start Rows
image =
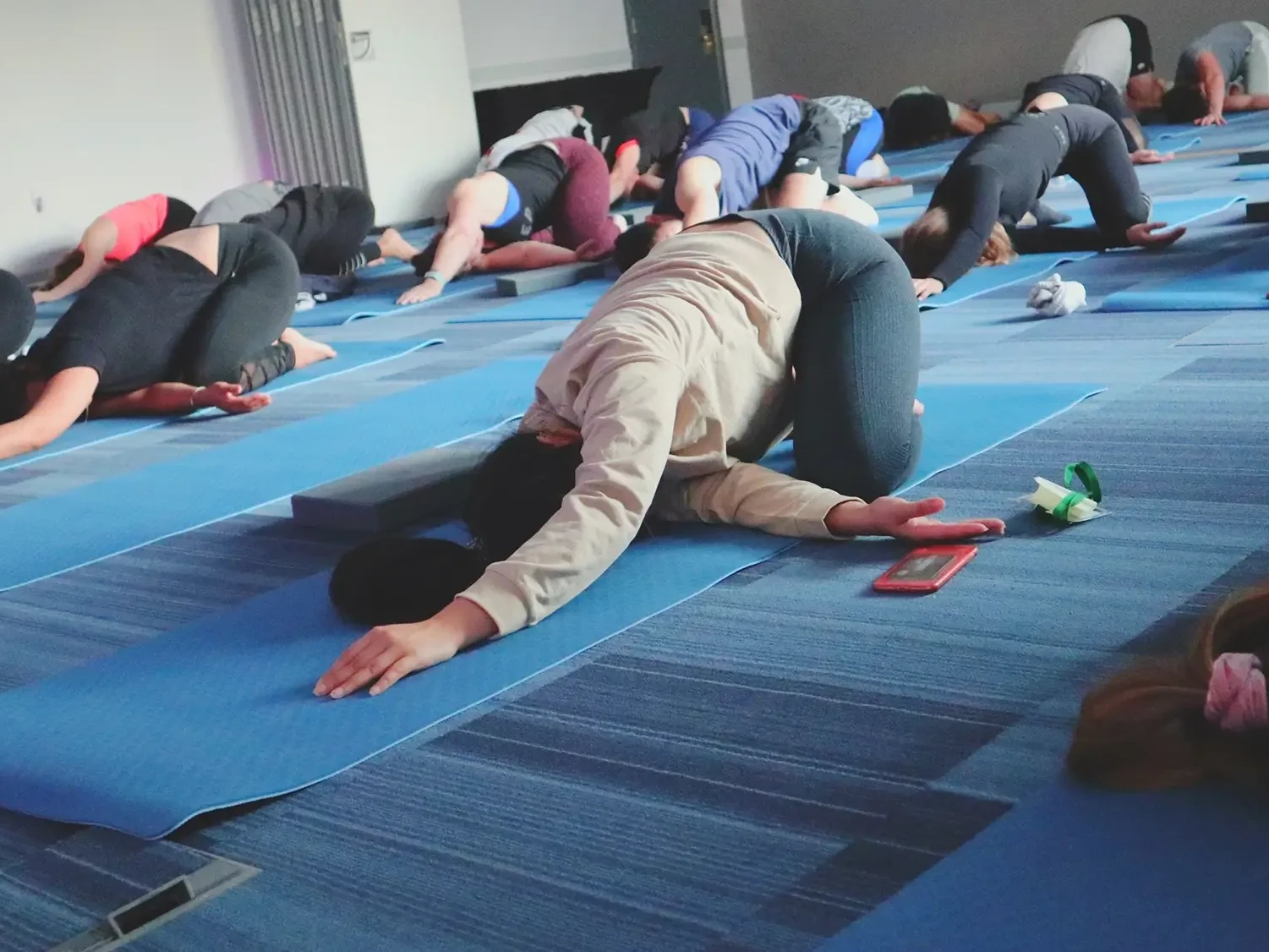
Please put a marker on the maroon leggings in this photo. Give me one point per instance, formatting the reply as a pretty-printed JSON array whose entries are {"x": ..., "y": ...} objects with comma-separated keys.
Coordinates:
[{"x": 580, "y": 210}]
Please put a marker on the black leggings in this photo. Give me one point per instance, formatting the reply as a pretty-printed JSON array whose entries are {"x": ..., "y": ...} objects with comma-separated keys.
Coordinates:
[
  {"x": 856, "y": 353},
  {"x": 17, "y": 315},
  {"x": 235, "y": 336},
  {"x": 1098, "y": 161},
  {"x": 179, "y": 217}
]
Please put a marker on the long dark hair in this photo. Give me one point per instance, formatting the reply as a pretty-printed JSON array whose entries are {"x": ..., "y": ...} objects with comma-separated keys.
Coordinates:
[
  {"x": 514, "y": 493},
  {"x": 1147, "y": 728}
]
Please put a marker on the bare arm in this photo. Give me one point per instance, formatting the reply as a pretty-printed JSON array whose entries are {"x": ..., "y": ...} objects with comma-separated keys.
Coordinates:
[
  {"x": 971, "y": 123},
  {"x": 172, "y": 399},
  {"x": 625, "y": 174},
  {"x": 98, "y": 242},
  {"x": 526, "y": 255},
  {"x": 697, "y": 190},
  {"x": 63, "y": 402},
  {"x": 1245, "y": 103}
]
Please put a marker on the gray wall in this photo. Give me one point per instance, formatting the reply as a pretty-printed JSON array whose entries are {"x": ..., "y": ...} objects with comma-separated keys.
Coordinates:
[{"x": 985, "y": 50}]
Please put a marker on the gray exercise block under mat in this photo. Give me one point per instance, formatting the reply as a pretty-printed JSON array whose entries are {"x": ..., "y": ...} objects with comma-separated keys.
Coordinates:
[
  {"x": 427, "y": 485},
  {"x": 884, "y": 194},
  {"x": 549, "y": 278}
]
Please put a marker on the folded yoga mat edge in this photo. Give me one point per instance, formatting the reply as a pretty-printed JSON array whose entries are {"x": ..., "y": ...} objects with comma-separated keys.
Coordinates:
[
  {"x": 79, "y": 692},
  {"x": 391, "y": 351}
]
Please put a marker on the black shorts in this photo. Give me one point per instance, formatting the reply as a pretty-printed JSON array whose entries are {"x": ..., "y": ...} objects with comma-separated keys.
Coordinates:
[
  {"x": 534, "y": 175},
  {"x": 179, "y": 217},
  {"x": 815, "y": 147}
]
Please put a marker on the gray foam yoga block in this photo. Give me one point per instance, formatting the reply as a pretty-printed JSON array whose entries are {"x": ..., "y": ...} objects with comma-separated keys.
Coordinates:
[
  {"x": 1258, "y": 211},
  {"x": 549, "y": 278},
  {"x": 427, "y": 485},
  {"x": 886, "y": 194}
]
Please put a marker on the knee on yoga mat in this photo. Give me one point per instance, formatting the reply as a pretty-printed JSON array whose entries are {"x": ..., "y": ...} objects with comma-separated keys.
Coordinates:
[
  {"x": 514, "y": 493},
  {"x": 1184, "y": 104},
  {"x": 927, "y": 240},
  {"x": 17, "y": 314},
  {"x": 1183, "y": 720}
]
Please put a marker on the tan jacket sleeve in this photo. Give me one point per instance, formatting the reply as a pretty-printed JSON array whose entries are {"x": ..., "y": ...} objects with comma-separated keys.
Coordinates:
[
  {"x": 627, "y": 413},
  {"x": 752, "y": 496}
]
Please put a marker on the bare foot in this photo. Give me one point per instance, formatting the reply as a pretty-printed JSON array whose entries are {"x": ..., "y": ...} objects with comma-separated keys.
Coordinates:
[
  {"x": 392, "y": 245},
  {"x": 307, "y": 352}
]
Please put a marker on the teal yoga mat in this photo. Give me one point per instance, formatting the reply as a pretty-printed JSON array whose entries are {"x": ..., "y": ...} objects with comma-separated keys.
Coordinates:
[
  {"x": 1084, "y": 871},
  {"x": 569, "y": 304},
  {"x": 221, "y": 712},
  {"x": 1238, "y": 283},
  {"x": 126, "y": 512},
  {"x": 352, "y": 356},
  {"x": 379, "y": 296}
]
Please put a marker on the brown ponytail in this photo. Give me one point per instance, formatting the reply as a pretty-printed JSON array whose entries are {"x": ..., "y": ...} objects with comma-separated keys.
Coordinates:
[{"x": 1145, "y": 728}]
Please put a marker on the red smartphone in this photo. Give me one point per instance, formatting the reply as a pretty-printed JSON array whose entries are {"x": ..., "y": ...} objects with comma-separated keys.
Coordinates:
[{"x": 925, "y": 570}]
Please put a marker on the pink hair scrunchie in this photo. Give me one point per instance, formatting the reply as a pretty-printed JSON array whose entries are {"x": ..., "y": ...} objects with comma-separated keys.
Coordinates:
[{"x": 1236, "y": 696}]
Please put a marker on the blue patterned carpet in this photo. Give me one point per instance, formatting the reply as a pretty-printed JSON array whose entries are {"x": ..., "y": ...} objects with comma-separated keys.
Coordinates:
[{"x": 752, "y": 769}]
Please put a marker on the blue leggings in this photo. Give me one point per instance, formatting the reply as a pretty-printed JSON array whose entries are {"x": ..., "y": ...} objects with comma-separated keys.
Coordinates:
[{"x": 861, "y": 142}]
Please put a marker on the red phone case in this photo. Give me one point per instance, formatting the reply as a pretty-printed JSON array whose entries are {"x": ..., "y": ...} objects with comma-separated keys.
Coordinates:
[{"x": 960, "y": 557}]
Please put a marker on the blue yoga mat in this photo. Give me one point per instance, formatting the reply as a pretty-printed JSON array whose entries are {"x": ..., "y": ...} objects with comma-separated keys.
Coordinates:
[
  {"x": 982, "y": 281},
  {"x": 134, "y": 509},
  {"x": 379, "y": 296},
  {"x": 1081, "y": 871},
  {"x": 562, "y": 304},
  {"x": 352, "y": 356},
  {"x": 221, "y": 712},
  {"x": 1238, "y": 283}
]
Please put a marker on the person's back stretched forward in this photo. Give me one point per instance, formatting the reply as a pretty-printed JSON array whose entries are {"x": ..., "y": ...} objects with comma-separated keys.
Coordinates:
[
  {"x": 198, "y": 319},
  {"x": 659, "y": 405}
]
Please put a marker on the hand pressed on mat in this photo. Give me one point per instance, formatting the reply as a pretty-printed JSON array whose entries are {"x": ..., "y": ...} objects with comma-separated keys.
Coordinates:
[
  {"x": 389, "y": 653},
  {"x": 905, "y": 519}
]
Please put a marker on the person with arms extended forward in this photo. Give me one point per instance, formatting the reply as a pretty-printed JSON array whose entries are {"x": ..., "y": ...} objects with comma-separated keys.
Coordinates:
[
  {"x": 660, "y": 405},
  {"x": 1002, "y": 175}
]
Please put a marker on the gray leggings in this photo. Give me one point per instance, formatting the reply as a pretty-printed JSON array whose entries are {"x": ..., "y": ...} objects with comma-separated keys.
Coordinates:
[
  {"x": 233, "y": 339},
  {"x": 856, "y": 353}
]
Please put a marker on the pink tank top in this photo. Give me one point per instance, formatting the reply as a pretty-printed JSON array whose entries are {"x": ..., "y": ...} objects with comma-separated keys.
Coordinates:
[{"x": 139, "y": 223}]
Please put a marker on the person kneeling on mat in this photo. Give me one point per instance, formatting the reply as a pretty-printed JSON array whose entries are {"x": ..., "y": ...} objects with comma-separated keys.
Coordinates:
[
  {"x": 1119, "y": 50},
  {"x": 783, "y": 146},
  {"x": 114, "y": 238},
  {"x": 326, "y": 227},
  {"x": 1086, "y": 89},
  {"x": 1000, "y": 177},
  {"x": 544, "y": 205},
  {"x": 198, "y": 319},
  {"x": 659, "y": 405},
  {"x": 646, "y": 145},
  {"x": 920, "y": 117},
  {"x": 863, "y": 132},
  {"x": 1185, "y": 719},
  {"x": 1212, "y": 68}
]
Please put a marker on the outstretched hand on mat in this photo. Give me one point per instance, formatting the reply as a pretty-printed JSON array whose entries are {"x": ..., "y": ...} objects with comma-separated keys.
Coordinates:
[
  {"x": 925, "y": 287},
  {"x": 228, "y": 397},
  {"x": 906, "y": 519},
  {"x": 1150, "y": 156},
  {"x": 1150, "y": 235},
  {"x": 389, "y": 653}
]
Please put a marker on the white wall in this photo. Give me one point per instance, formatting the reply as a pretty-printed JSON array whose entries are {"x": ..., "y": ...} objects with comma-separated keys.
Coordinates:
[
  {"x": 111, "y": 101},
  {"x": 514, "y": 42},
  {"x": 735, "y": 52},
  {"x": 414, "y": 107},
  {"x": 987, "y": 50}
]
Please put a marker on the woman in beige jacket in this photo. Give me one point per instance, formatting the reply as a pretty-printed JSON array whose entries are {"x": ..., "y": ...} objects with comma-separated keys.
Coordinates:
[{"x": 660, "y": 404}]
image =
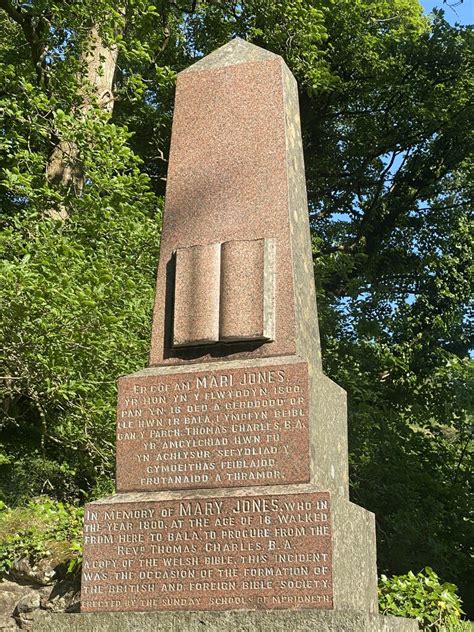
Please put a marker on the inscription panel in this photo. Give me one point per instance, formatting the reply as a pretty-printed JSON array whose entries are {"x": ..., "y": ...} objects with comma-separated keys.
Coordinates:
[
  {"x": 220, "y": 428},
  {"x": 265, "y": 552}
]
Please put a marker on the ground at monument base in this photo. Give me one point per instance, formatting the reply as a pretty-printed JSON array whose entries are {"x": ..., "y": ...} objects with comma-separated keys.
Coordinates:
[{"x": 231, "y": 621}]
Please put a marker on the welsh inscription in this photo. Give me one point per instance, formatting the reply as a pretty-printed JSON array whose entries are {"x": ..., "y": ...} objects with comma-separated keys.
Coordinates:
[
  {"x": 222, "y": 428},
  {"x": 209, "y": 554}
]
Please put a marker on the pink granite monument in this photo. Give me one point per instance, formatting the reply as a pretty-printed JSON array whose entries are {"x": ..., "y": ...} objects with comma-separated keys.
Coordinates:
[{"x": 232, "y": 468}]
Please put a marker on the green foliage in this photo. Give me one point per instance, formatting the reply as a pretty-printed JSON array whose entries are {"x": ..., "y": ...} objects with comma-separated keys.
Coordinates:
[
  {"x": 423, "y": 597},
  {"x": 43, "y": 529},
  {"x": 387, "y": 115}
]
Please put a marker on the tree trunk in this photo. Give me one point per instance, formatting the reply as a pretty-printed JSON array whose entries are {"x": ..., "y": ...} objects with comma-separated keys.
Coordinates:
[{"x": 64, "y": 165}]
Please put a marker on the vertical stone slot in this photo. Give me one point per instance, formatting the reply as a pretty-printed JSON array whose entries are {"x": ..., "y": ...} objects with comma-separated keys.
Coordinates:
[
  {"x": 247, "y": 290},
  {"x": 196, "y": 295}
]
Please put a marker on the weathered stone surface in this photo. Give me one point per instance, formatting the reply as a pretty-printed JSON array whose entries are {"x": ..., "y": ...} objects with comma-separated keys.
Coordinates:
[
  {"x": 197, "y": 295},
  {"x": 302, "y": 621},
  {"x": 262, "y": 520},
  {"x": 208, "y": 553},
  {"x": 222, "y": 425},
  {"x": 247, "y": 290},
  {"x": 348, "y": 531},
  {"x": 234, "y": 174}
]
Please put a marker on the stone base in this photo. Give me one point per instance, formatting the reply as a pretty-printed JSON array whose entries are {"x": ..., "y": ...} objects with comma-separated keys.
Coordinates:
[
  {"x": 300, "y": 621},
  {"x": 288, "y": 547}
]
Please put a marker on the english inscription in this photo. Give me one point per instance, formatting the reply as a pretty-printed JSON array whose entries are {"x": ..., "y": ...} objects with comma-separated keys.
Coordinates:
[
  {"x": 248, "y": 552},
  {"x": 222, "y": 428}
]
end Rows
- [Task] The required output is the span of lines from the one containing "Please put a marker on the stone" to the last line, reproduced character for character.

- [Problem solution]
Please put a marker on the stone base in this photo. Give me one point per instance, formatting the reply as a pretty-printed JSON array whose entries are {"x": ..., "y": ...} objects with comma-separated keys.
Coordinates:
[
  {"x": 300, "y": 621},
  {"x": 288, "y": 547}
]
Please put a marker on the english inscription in this photo. Give me one point per instance, formatting the reply as a pretty-printed JSON array whose entries are {"x": ..., "y": ...} objects with comma-separated keys.
Coordinates:
[
  {"x": 248, "y": 552},
  {"x": 222, "y": 428}
]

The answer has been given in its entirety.